(Photo-based referring expression data)
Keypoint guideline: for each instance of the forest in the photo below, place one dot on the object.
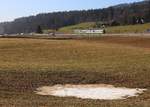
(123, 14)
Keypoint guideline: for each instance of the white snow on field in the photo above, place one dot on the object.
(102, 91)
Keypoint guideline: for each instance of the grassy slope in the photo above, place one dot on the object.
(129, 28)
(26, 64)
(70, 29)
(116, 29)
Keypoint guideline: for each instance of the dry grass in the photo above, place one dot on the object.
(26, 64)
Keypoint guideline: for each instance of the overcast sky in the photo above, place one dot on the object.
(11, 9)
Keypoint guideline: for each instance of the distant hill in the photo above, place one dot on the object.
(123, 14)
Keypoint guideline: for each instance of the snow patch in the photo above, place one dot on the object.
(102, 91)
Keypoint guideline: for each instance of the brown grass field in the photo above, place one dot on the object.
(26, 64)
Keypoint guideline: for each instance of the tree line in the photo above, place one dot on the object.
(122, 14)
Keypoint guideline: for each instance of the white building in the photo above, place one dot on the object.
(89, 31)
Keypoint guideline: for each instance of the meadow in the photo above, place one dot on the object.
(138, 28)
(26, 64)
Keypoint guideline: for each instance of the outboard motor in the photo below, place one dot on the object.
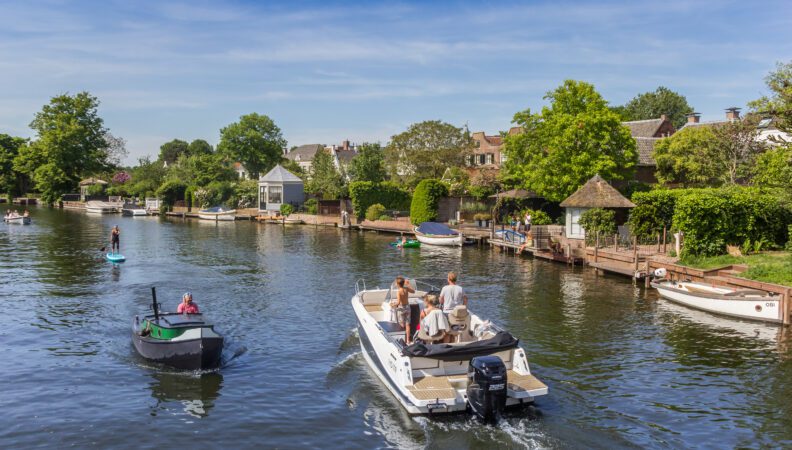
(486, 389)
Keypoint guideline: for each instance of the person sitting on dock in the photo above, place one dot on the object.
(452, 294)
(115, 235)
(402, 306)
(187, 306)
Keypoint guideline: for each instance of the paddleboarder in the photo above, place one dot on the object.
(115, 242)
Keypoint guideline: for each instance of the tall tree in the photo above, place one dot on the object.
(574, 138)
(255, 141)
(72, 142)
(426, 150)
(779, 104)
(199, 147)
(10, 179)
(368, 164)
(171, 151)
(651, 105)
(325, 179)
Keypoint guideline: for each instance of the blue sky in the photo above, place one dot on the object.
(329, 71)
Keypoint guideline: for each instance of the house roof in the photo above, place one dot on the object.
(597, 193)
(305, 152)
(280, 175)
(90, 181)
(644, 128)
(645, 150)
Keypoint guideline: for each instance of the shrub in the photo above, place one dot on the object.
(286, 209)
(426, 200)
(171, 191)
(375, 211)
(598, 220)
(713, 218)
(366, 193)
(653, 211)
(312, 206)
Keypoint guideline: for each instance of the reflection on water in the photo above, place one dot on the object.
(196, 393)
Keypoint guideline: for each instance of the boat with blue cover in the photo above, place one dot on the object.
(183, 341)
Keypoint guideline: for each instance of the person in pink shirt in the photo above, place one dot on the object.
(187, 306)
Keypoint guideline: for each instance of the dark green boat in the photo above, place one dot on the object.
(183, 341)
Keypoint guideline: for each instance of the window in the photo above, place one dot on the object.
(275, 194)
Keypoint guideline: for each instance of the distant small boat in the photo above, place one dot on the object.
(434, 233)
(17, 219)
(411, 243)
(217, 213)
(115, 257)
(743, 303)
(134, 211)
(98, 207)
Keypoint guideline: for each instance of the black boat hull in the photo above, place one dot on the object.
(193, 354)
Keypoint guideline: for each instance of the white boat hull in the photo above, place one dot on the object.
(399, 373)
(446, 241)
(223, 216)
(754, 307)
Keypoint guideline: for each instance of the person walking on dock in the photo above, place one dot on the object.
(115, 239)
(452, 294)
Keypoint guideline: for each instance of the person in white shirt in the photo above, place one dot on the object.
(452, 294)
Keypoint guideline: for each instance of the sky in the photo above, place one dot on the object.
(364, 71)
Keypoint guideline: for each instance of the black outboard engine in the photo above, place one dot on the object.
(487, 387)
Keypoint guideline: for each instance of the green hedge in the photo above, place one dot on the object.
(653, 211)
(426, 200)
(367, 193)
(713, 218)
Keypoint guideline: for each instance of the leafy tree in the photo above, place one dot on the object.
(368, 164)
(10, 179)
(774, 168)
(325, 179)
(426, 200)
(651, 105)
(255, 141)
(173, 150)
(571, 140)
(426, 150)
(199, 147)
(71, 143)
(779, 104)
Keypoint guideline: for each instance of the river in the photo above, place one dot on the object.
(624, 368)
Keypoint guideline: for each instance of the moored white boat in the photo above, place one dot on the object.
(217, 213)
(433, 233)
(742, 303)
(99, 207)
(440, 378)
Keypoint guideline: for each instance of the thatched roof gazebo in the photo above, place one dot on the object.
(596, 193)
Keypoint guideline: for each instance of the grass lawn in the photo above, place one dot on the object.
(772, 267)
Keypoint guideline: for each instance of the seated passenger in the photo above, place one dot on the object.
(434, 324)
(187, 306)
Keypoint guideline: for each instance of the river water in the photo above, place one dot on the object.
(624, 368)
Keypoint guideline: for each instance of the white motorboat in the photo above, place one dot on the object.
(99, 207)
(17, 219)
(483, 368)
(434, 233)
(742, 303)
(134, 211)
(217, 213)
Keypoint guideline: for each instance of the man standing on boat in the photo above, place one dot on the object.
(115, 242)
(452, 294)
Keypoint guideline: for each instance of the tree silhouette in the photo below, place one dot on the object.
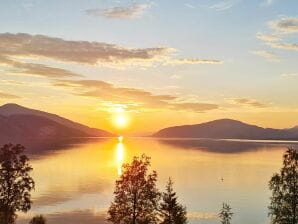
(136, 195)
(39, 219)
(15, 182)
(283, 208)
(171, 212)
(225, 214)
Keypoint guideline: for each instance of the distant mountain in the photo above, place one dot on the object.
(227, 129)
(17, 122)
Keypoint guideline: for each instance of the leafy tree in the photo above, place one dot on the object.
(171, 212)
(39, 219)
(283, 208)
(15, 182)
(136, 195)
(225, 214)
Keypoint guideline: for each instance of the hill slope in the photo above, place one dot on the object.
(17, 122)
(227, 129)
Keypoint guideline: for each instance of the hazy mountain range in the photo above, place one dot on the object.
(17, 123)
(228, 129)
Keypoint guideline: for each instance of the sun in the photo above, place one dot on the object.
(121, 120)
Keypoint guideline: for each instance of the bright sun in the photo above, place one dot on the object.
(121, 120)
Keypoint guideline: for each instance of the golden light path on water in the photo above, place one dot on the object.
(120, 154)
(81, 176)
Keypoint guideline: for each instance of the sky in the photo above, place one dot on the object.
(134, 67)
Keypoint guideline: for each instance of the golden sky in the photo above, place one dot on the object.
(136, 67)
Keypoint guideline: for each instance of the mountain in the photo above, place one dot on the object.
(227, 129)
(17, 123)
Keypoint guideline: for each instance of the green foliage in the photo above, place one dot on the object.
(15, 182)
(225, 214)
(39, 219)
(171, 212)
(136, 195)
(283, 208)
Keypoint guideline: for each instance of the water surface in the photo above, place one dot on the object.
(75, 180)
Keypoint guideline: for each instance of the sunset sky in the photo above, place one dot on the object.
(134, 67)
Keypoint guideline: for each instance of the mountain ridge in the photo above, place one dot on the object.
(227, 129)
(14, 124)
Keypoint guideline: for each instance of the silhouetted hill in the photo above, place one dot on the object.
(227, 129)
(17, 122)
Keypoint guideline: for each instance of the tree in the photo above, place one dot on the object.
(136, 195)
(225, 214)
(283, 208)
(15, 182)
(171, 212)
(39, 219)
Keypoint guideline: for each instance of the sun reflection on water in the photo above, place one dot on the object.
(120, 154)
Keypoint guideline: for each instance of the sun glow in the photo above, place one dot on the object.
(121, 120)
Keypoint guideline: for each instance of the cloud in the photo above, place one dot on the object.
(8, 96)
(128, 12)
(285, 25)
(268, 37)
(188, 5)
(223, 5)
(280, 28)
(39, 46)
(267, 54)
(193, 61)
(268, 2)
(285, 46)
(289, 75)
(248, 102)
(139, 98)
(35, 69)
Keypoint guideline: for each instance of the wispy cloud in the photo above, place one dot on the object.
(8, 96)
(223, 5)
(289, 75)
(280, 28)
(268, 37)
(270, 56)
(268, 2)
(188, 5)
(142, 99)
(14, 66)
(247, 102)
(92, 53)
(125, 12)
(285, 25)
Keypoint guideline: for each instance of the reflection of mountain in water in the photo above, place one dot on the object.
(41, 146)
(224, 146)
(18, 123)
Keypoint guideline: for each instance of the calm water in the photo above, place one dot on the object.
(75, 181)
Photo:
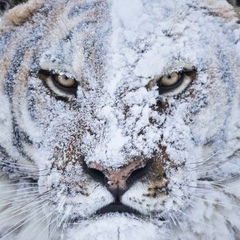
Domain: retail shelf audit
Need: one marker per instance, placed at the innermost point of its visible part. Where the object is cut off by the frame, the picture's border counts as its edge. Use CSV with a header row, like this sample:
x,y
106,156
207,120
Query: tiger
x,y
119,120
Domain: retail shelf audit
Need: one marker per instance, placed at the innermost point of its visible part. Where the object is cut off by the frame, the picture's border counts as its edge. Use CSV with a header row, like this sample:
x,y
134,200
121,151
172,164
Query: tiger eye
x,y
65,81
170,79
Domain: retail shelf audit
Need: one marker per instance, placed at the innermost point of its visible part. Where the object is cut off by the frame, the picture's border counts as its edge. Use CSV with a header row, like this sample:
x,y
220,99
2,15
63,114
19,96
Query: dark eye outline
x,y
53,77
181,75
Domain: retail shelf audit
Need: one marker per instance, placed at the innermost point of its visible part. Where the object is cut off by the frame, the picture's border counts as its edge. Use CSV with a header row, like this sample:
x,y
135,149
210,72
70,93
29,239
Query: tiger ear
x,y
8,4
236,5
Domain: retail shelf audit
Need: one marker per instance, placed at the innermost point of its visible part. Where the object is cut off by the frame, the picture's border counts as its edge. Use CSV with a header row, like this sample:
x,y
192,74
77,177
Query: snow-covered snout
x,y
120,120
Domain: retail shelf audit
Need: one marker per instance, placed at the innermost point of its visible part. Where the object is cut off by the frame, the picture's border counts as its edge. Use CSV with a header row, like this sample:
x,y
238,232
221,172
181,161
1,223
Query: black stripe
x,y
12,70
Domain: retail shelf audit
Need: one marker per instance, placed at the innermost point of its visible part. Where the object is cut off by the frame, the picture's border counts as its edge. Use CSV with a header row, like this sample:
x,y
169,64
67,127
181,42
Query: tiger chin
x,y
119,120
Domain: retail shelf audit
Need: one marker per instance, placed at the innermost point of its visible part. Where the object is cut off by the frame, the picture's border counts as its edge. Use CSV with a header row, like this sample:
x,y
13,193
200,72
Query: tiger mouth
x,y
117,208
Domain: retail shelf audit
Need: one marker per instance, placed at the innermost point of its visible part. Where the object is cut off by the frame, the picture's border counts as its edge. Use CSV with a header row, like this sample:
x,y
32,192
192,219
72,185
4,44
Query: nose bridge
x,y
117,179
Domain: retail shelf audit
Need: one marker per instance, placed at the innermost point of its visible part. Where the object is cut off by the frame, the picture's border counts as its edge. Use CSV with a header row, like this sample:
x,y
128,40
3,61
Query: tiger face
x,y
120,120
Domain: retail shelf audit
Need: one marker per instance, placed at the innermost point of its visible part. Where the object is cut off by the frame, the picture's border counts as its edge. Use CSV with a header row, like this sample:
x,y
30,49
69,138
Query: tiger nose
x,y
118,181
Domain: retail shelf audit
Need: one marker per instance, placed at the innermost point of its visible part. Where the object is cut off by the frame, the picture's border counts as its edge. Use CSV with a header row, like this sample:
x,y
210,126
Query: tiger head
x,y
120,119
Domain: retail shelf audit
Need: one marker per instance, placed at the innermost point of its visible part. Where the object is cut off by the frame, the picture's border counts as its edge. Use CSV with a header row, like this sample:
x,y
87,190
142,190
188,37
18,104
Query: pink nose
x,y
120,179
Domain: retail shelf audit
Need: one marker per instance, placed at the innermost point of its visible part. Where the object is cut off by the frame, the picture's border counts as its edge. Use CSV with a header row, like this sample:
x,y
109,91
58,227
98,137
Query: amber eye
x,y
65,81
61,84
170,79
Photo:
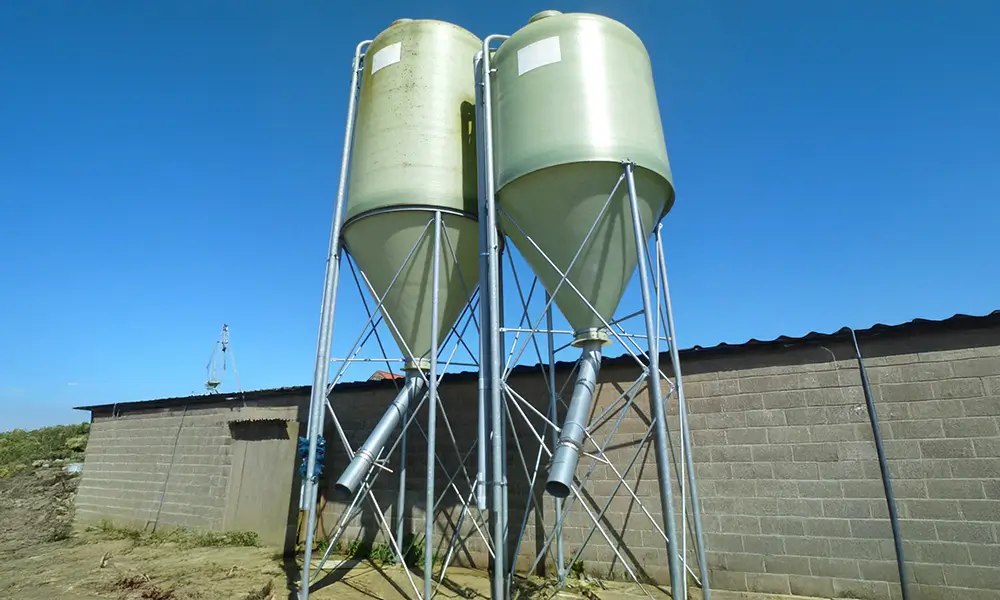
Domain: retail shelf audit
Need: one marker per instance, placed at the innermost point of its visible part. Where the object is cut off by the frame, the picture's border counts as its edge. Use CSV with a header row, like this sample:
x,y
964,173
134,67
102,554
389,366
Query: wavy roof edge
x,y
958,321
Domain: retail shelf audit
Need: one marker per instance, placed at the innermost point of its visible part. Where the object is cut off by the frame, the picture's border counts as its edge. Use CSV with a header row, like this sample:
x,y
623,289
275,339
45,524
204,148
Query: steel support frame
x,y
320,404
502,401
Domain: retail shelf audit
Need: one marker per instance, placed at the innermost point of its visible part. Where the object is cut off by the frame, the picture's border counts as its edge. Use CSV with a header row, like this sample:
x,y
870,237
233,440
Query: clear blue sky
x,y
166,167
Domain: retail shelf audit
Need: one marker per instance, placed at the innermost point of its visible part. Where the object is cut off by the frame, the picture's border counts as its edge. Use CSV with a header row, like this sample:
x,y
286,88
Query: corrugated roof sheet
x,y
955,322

__Work instruction__: Only the lines from the one with "Query: wavy roof edge" through the final line above belong in the answer, each retyped exactly.

__Response to this task__:
Query: wavy roof edge
x,y
958,321
Domain: retail shelf audit
Need: one marker per instance, placed at the innermost point of its visible part. Where the object is cut off by the frame, the picture's border counts as its edge. Use CSV with a header row, like this sample:
x,y
623,289
275,339
45,524
204,148
Query: steel support frame
x,y
320,404
502,401
Domain: retail shelf audit
Need: one marker per instance, placed at the innermost point of its visible part. Where the object is cut off by the frame, the picture's border counts as its edge. Use CSV with a header row, like this sample:
x,y
870,237
233,440
Query: clear blue sky
x,y
166,167
Domain: retail shelf audit
Need: one marker per instance, placed at the innermost point of its visible part. Where the object is cut off by the frame, the picture's border counts as its edge. Use CSV with a header row, like this sample:
x,y
286,88
Query: corrugated roof sheet
x,y
955,322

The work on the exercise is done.